Source passage:
◆ ◆ ◆

In 1911, the Robert Kerr, a 190-ft. barque first launched in 1866 by the Hudson’s Bay Co., was running coal for the Canadian Pacific Railway, which had converted the sailing vessel to a barge in 1888.
Heavily laden and running behind a towboat on March 4, 1911, the ship struck a reef and was abandoned once much of the coal was removed.
Last Friday’s underwater installation — replacing a plaque originally placed in the early 1980s, — will be conducted by the Underwater Archaeological Society of B.C.
Among the handful of divers taking part is David Hill-Turner, Nanaimo Museum curator and president of the UASBC, who said the Robert Kerr would have been a familiar sight in Departure Bay during its coal-hauling days, taking payloads from the Wellington mine and later bearing coal from the Extension mine out of Ladysmith Harbour.

◆ ◆ ◆

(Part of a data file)

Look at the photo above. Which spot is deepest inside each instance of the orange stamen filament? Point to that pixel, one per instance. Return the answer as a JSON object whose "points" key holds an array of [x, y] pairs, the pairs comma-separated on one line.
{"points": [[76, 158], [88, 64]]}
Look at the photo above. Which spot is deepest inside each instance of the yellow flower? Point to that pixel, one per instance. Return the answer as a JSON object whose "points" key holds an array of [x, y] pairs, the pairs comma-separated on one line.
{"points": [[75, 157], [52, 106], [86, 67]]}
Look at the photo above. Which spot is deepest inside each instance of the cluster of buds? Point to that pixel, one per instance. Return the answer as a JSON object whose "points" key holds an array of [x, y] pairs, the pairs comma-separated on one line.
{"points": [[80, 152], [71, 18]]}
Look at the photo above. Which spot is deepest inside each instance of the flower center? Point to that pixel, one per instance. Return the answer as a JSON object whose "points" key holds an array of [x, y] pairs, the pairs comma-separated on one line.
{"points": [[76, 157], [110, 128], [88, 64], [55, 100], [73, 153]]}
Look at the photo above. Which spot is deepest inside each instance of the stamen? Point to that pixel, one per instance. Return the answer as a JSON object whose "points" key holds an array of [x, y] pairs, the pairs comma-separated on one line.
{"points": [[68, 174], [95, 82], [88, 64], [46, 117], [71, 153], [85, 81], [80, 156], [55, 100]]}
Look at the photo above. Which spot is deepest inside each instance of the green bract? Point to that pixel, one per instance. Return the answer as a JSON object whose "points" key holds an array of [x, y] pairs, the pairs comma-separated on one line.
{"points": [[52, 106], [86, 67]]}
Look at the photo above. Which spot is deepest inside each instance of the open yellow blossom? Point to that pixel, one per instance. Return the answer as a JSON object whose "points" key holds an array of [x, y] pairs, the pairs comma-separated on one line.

◆ ◆ ◆

What to work on:
Continue the passage about the Robert Kerr from the point where it stops.

Answer below:
“There was a fleet of these things travelling to and from Vancouver,” said Hill-Turner, adding that of the hundreds of wrecks in the waters around Vancouver Island, the Robert Kerr is one of just seven recognized under B.C.’s Heritage Conservation Act.
It is also one of the most spectacular and most intact, said Peter Luckham, a Thetis Island-based dive master and guide who regularly visits the site.